# Extracto proporcionado:
======
Sustentabilidad

En estas elecciones, hay mucho en Juego

10 Septiembre 2025 Los Candidatos a las elecciones Presidenciales, Jeannette Jara, Evelyn Matthei, Johannes Kaiser, Eduardo Artes, Harold Mayne Nicholls, Jose Antonio Kast y Marco Enriquez Ominami, llegan al Debate organizado por Chilevison. Foto: Andres Perez Andres Perez

Chile ha perdido productividad no por la “permisología” o “falten incentivos”, sino porque nuestra economía es poco compleja y nuestra industria no se ha modernizado al ritmo que exige el mundo. Elevamos la complejidad discursiva —fetiches como la “permisología” o el mantra de los incentivos— mientras seguimos operando con una base productiva que agrega poco valor y absorbe mal el capital humano. El resultado es visible: un mercado laboral que no logra integrar a profesionales que invirtieron años y recursos en su formación, salarios reales presionados a la baja y una sensación extendida de estancamiento.
======
# Objetivos:
a. Según el extracto proporcionado, ¿por qué ha perdido productividad Chile? Respóndelo en una a tres oraciones.
b. Traduce al inglés esta oración del extracto proporcionado: "Chile ha perdido productividad no por la “permisología” o “falten incentivos”, sino porque nuestra economía es poco compleja y nuestra industria no se ha modernizado al ritmo que exige el mundo."

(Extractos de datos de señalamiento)
======
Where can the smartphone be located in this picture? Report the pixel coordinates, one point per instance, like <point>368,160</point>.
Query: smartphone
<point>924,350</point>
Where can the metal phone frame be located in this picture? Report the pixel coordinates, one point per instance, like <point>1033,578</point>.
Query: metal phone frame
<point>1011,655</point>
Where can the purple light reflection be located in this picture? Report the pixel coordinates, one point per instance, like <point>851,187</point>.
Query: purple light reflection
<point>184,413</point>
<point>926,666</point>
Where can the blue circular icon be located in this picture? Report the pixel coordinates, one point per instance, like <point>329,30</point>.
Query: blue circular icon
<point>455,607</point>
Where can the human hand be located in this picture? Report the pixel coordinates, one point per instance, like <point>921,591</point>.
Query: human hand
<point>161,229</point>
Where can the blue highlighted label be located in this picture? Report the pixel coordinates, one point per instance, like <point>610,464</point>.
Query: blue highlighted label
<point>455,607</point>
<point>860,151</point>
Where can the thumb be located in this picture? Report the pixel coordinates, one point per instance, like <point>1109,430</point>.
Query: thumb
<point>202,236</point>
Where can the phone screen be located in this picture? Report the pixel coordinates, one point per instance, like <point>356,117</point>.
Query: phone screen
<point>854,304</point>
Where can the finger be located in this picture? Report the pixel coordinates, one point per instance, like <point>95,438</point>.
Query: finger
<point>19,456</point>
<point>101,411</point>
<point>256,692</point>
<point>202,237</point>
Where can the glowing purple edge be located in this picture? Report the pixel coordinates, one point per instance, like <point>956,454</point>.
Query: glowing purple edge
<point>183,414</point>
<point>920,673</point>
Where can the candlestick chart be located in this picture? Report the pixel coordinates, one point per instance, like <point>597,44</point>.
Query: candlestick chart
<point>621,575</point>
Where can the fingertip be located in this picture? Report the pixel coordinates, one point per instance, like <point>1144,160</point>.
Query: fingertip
======
# Respuestas:
a. Chile ha perdido productividad porque su economía es poco compleja y su industria no se ha modernizado al ritmo que exige el mundo. El texto descarta como causas la "permisología" y la falta de incentivos.

b. Chile has lost productivity not because of "permit bureaucracy" or "a lack of incentives," but because our economy has little complexity and our industry has not modernized at the pace the world demands.